**Text provided:**

######

Bridging the Quantum Gap

Bridging the Quantum Gap

With quantum computing promising mindboggling machine performance, can our encryption standards match up?

Today, especially faced by the vagaries of a post-COVID world, almost all communication and data transmission has been pushed to the Cloud. The unwavering reliance of global network systems on standard encryption methods to protect its users’ sensitive information on the internet cannot be stressed enough. Be it the small padlock on the address bar of your web browser, WhatsApp guaranteeing end-to-end encryption on its calls, or protected websites being continually remodified for your online purchases – ensuring secure connectivity across platforms is unequivocally crucial.

This especially holds true at a time when the US National Academies of Sciences, Engineering, and Medicine has proclaimed that the development of powerful quantum computing – capable of breaching our conventional cryptographic defences at ease– might not be very far away.

A snapshot of the encryption timeline

Back in the early 1970s, IBM pioneered the formation of a ‘crypto group’, the first-of-its-kind block cypher that would protect customer data. This was dubbed as the Data Encryption Standard (DES) and eventually adopted as the national standard for data protection in the United States. It did, however, have its fallacies and was prone to several attacks. In 1997, American network security firm RSA Security even sponsored a competition, offering cash prizes for any group that could break this form of encryption and read the messages being transmitted through it.

######

**Prompt 1:** Translate this sentence from the encryption article into Spanish: "This was dubbed as the Data Encryption Standard (DES) and eventually adopted as the national standard for data protection in the United States."
**Prompt 2:** Reproduce the encryption article from "A snapshot of" up to and including "transmitted through it.".
**Prompt 3:**
Answer these questions using the encryption article.
(a) In what period did IBM form its "crypto group"?
(b) Which body proclaimed that powerful quantum computing might not be very far away?
(c) Which firm sponsored a competition in 1997 to break the Data Encryption Standard?
The items after the encryption article are separate material and are not part of it.

######

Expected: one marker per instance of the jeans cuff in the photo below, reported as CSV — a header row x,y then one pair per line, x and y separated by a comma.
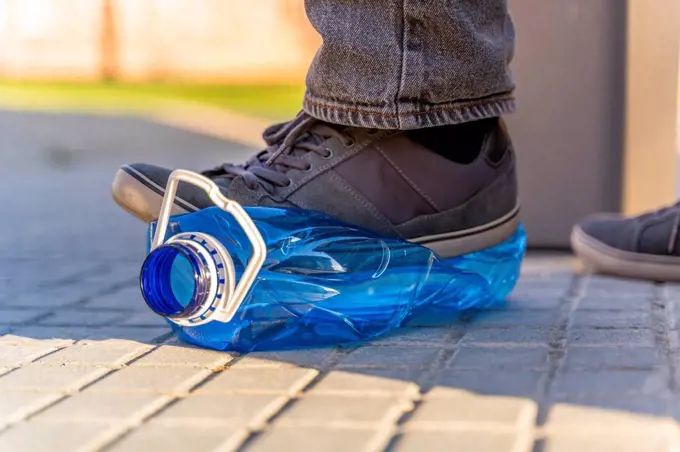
x,y
409,116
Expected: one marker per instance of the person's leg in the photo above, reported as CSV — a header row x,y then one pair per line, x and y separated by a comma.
x,y
400,133
409,64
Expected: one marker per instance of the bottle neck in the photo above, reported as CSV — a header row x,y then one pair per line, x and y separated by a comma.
x,y
175,281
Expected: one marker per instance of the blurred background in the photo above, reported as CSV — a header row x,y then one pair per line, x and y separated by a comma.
x,y
597,88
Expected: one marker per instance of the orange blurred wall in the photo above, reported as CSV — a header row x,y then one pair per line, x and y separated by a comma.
x,y
192,40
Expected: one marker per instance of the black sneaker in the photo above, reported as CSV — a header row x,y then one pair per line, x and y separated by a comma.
x,y
644,247
451,188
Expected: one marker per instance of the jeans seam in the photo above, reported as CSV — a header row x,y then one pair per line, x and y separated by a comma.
x,y
402,76
493,100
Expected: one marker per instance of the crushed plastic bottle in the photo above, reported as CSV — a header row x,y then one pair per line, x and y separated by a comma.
x,y
304,279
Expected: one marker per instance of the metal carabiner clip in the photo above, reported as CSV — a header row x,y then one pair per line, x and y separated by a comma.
x,y
222,296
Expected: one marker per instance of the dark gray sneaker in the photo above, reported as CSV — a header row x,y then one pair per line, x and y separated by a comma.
x,y
452,189
645,247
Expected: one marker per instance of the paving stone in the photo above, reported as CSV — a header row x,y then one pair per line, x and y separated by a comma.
x,y
49,378
596,358
512,358
39,437
513,412
426,335
359,383
173,439
612,319
184,355
15,355
89,406
614,301
212,409
391,356
534,299
144,334
20,316
280,381
447,441
588,420
544,318
299,438
508,383
621,382
313,358
75,333
614,442
81,318
150,380
527,336
18,405
609,285
593,337
105,353
327,410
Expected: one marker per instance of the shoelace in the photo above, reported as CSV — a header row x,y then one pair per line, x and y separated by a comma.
x,y
286,143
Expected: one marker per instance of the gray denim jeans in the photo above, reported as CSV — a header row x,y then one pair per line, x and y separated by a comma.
x,y
409,64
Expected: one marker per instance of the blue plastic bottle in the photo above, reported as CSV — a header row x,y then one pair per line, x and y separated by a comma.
x,y
304,279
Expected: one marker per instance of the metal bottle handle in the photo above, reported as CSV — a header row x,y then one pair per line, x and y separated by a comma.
x,y
229,308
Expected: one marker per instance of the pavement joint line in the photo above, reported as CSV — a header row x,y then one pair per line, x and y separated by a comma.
x,y
131,425
662,318
558,343
37,408
294,394
389,433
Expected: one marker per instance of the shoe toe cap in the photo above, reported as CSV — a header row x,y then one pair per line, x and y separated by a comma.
x,y
611,230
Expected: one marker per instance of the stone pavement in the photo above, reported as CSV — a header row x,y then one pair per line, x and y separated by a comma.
x,y
572,363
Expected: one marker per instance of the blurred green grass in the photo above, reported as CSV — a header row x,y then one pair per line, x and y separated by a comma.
x,y
275,102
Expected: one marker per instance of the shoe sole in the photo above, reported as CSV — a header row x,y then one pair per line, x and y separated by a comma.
x,y
140,196
605,259
474,239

######

**Task result 1:** Esto fue denominado Estándar de Cifrado de Datos (DES) y finalmente adoptado como el estándar nacional de protección de datos en los Estados Unidos.

**Task result 2:**
A snapshot of the encryption timeline

Back in the early 1970s, IBM pioneered the formation of a ‘crypto group’, the first-of-its-kind block cypher that would protect customer data. This was dubbed as the Data Encryption Standard (DES) and eventually adopted as the national standard for data protection in the United States. It did, however, have its fallacies and was prone to several attacks. In 1997, American network security firm RSA Security even sponsored a competition, offering cash prizes for any group that could break this form of encryption and read the messages being transmitted through it.

**Task result 3:**
(a) The early 1970s.
(b) The US National Academies of Sciences, Engineering, and Medicine.
(c) RSA Security.